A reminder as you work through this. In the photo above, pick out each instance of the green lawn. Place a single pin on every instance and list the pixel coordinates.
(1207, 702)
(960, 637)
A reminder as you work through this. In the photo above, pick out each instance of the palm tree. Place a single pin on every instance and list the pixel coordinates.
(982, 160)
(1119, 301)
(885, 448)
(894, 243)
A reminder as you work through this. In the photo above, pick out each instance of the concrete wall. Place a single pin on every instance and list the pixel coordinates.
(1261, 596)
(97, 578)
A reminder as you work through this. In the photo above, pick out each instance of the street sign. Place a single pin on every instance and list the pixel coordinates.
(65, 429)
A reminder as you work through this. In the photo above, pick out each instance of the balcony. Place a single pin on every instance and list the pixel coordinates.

= GOAL OF THE EXERCISE =
Quote every item above verbatim, in the order given.

= ANSWER =
A reminder as you work through this. In the photo above, pick out each instance of the green lawn. Place a single pin on every instance and list the pixel coordinates.
(1207, 702)
(960, 637)
A reminder as you work through this. In the photo above, pick out each instance of the palm tree. Place a single pin on every instance and list the pixel coordinates.
(982, 160)
(1119, 301)
(885, 448)
(894, 243)
A reminder as you work through this. In the photo above, pick out each instance of the concrete wall. Place a single pin on every instance and list the pixel coordinates.
(1261, 596)
(97, 578)
A reminder as you work through this. In the photo above, pick out each instance of the street sign. Place a single pin on every instance and list the pixel coordinates.
(65, 429)
A reminder as you work through this. In the photo above, pick out each instance of the balcony. Place a single pin on every instance and list the pixel coordinates.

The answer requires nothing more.